Your instructions
Render the items below as a JSON list of strings, one string per line, with blank lines and the pictures left out.
--- Start of Source material ---
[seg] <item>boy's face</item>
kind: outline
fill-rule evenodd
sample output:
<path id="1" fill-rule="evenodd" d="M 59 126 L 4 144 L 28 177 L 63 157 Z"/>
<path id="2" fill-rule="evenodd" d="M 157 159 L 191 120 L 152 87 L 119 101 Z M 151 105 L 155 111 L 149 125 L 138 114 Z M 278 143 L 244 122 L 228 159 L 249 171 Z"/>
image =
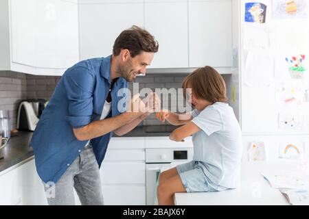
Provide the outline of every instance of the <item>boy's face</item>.
<path id="1" fill-rule="evenodd" d="M 191 103 L 194 109 L 196 109 L 198 111 L 202 111 L 207 106 L 212 104 L 212 103 L 203 99 L 198 99 L 195 96 L 190 84 L 188 85 L 186 92 L 187 101 Z"/>

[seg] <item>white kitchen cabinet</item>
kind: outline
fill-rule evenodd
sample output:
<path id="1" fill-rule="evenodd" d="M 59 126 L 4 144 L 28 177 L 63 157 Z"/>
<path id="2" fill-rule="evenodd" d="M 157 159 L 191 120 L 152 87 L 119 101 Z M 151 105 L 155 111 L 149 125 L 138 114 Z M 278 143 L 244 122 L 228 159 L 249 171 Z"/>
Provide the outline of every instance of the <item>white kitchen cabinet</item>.
<path id="1" fill-rule="evenodd" d="M 33 157 L 0 172 L 0 205 L 47 204 Z"/>
<path id="2" fill-rule="evenodd" d="M 188 67 L 187 1 L 145 1 L 145 28 L 159 45 L 150 68 Z"/>
<path id="3" fill-rule="evenodd" d="M 145 138 L 113 138 L 100 171 L 104 205 L 146 204 Z"/>
<path id="4" fill-rule="evenodd" d="M 1 205 L 16 205 L 22 203 L 21 182 L 17 180 L 18 175 L 18 169 L 14 169 L 0 176 Z"/>
<path id="5" fill-rule="evenodd" d="M 231 66 L 232 1 L 188 0 L 189 65 Z"/>
<path id="6" fill-rule="evenodd" d="M 106 205 L 145 205 L 145 185 L 103 186 L 104 202 Z"/>
<path id="7" fill-rule="evenodd" d="M 1 2 L 0 70 L 62 75 L 79 60 L 77 1 Z"/>
<path id="8" fill-rule="evenodd" d="M 78 12 L 81 60 L 112 54 L 115 40 L 123 30 L 133 25 L 144 26 L 142 1 L 95 4 L 83 2 Z"/>

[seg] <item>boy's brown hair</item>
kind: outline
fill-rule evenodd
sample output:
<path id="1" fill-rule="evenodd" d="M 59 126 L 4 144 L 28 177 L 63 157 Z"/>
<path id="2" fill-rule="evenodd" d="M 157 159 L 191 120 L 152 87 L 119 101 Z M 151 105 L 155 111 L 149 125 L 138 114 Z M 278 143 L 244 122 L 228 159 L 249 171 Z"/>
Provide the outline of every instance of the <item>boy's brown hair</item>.
<path id="1" fill-rule="evenodd" d="M 130 55 L 134 57 L 141 51 L 157 53 L 159 44 L 148 31 L 133 25 L 131 28 L 124 30 L 116 38 L 113 54 L 118 55 L 122 49 L 128 49 Z"/>
<path id="2" fill-rule="evenodd" d="M 185 78 L 183 82 L 185 98 L 189 85 L 197 99 L 211 103 L 227 101 L 225 82 L 214 68 L 205 66 L 198 68 Z"/>

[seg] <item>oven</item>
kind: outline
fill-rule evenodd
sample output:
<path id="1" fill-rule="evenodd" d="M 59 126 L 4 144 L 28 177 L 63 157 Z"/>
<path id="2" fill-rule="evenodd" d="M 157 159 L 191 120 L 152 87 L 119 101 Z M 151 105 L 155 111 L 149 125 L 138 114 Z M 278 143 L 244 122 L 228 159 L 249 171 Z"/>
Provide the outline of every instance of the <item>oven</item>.
<path id="1" fill-rule="evenodd" d="M 146 205 L 157 204 L 157 186 L 161 172 L 192 160 L 193 147 L 146 148 Z"/>

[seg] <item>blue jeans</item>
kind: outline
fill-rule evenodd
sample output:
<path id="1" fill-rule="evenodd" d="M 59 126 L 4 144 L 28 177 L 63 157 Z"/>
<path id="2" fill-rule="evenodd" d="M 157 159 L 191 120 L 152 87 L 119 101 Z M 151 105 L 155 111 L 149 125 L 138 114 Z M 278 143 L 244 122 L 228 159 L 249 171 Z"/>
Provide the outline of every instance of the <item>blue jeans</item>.
<path id="1" fill-rule="evenodd" d="M 73 205 L 73 188 L 82 205 L 102 205 L 99 166 L 91 144 L 87 145 L 56 184 L 44 183 L 50 205 Z"/>

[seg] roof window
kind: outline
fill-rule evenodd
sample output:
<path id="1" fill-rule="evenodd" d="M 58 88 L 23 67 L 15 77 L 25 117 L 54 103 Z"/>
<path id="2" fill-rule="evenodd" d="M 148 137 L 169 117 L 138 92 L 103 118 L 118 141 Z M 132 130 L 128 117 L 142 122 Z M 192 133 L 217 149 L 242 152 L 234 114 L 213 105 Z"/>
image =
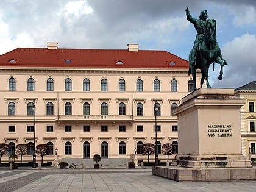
--- End of Source material ---
Full response
[
  "[seg] <item>boy's face</item>",
  "kind: outline",
  "fill-rule evenodd",
  "sample output:",
  "<path id=\"1\" fill-rule=\"evenodd\" d=\"M 59 126 L 4 144 L 28 177 L 63 157 Z\"/>",
  "<path id=\"2\" fill-rule=\"evenodd\" d=\"M 157 159 L 191 120 L 152 87 L 119 101 Z M 151 105 L 155 111 L 149 125 L 138 114 Z M 278 143 L 244 122 L 228 159 L 249 171 Z\"/>",
  "image =",
  "Provide the outline of every instance of the <item>boy's face</item>.",
  "<path id=\"1\" fill-rule=\"evenodd\" d=\"M 191 103 L 194 109 L 196 109 L 198 111 L 202 111 L 207 106 L 212 104 L 212 103 L 203 99 L 198 99 L 195 96 L 190 84 L 188 85 L 186 92 L 187 101 Z\"/>",
  "[seg] <item>white kitchen cabinet</item>",
  "kind: outline",
  "fill-rule evenodd",
  "sample output:",
  "<path id=\"1\" fill-rule=\"evenodd\" d=\"M 59 126 L 4 144 L 28 177 L 63 157 Z\"/>",
  "<path id=\"2\" fill-rule=\"evenodd\" d=\"M 157 159 L 191 120 L 152 87 L 119 101 Z M 151 105 L 155 111 L 149 125 L 138 114 Z M 278 143 L 244 122 L 228 159 L 249 171 Z\"/>",
  "Provide the outline of every instance of the <item>white kitchen cabinet</item>.",
  "<path id=\"1\" fill-rule=\"evenodd\" d=\"M 33 157 L 0 172 L 0 205 L 47 204 Z\"/>",
  "<path id=\"2\" fill-rule=\"evenodd\" d=\"M 188 67 L 187 1 L 145 1 L 145 28 L 159 45 L 150 68 Z\"/>",
  "<path id=\"3\" fill-rule=\"evenodd\" d=\"M 145 138 L 113 138 L 100 171 L 104 205 L 146 204 Z\"/>",
  "<path id=\"4\" fill-rule=\"evenodd\" d=\"M 1 205 L 16 205 L 22 203 L 21 182 L 17 180 L 18 175 L 18 169 L 14 169 L 0 176 Z\"/>",
  "<path id=\"5\" fill-rule=\"evenodd\" d=\"M 231 66 L 232 1 L 188 0 L 189 65 Z\"/>",
  "<path id=\"6\" fill-rule=\"evenodd\" d=\"M 106 205 L 145 205 L 145 185 L 103 186 L 104 202 Z\"/>",
  "<path id=\"7\" fill-rule=\"evenodd\" d=\"M 1 2 L 0 70 L 62 75 L 79 60 L 77 1 Z\"/>",
  "<path id=\"8\" fill-rule=\"evenodd\" d=\"M 78 12 L 81 60 L 112 54 L 115 40 L 123 30 L 133 25 L 144 26 L 142 1 L 95 4 L 83 2 Z\"/>",
  "[seg] <item>boy's brown hair</item>",
  "kind: outline",
  "fill-rule evenodd",
  "sample output:",
  "<path id=\"1\" fill-rule=\"evenodd\" d=\"M 59 126 L 4 144 L 28 177 L 63 157 Z\"/>",
  "<path id=\"2\" fill-rule=\"evenodd\" d=\"M 157 159 L 191 120 L 152 87 L 119 101 Z M 151 105 L 155 111 L 149 125 L 138 114 Z M 278 143 L 244 122 L 228 159 L 249 171 Z\"/>",
  "Provide the outline of every instance of the <item>boy's brown hair</item>.",
  "<path id=\"1\" fill-rule=\"evenodd\" d=\"M 130 55 L 134 57 L 141 51 L 157 53 L 159 44 L 148 31 L 133 25 L 131 28 L 124 30 L 116 38 L 113 54 L 118 55 L 122 49 L 128 49 Z\"/>",
  "<path id=\"2\" fill-rule=\"evenodd\" d=\"M 185 78 L 183 82 L 185 98 L 189 85 L 197 99 L 211 103 L 227 101 L 225 82 L 214 68 L 205 66 L 198 68 Z\"/>",
  "[seg] <item>oven</item>",
  "kind: outline",
  "fill-rule evenodd",
  "sample output:",
  "<path id=\"1\" fill-rule=\"evenodd\" d=\"M 59 126 L 4 144 L 28 177 L 63 157 Z\"/>",
  "<path id=\"2\" fill-rule=\"evenodd\" d=\"M 157 159 L 191 120 L 152 87 L 119 101 Z M 151 105 L 155 111 L 149 125 L 138 114 Z M 278 143 L 244 122 L 228 159 L 249 171 Z\"/>",
  "Provide the outline of every instance of the <item>oven</item>.",
  "<path id=\"1\" fill-rule=\"evenodd\" d=\"M 146 205 L 157 204 L 157 186 L 161 172 L 192 160 L 193 147 L 146 148 Z\"/>",
  "[seg] <item>blue jeans</item>",
  "kind: outline",
  "fill-rule evenodd",
  "sample output:",
  "<path id=\"1\" fill-rule=\"evenodd\" d=\"M 59 126 L 4 144 L 28 177 L 63 157 Z\"/>",
  "<path id=\"2\" fill-rule=\"evenodd\" d=\"M 157 159 L 191 120 L 152 87 L 119 101 Z M 151 105 L 155 111 L 149 125 L 138 114 Z M 278 143 L 244 122 L 228 159 L 249 171 Z\"/>",
  "Provide the outline of every instance of the <item>blue jeans</item>.",
  "<path id=\"1\" fill-rule=\"evenodd\" d=\"M 73 205 L 73 188 L 82 205 L 102 205 L 99 166 L 91 144 L 87 145 L 56 184 L 44 183 L 50 205 Z\"/>",
  "[seg] roof window",
  "kind: outline",
  "fill-rule evenodd",
  "sample output:",
  "<path id=\"1\" fill-rule=\"evenodd\" d=\"M 58 88 L 23 67 L 15 77 L 25 117 L 54 103 Z\"/>",
  "<path id=\"2\" fill-rule=\"evenodd\" d=\"M 148 137 L 169 117 L 138 92 L 103 118 L 118 141 Z M 132 130 L 128 117 L 142 122 Z M 192 133 L 217 149 L 242 152 L 234 114 L 213 105 Z\"/>",
  "image ="
]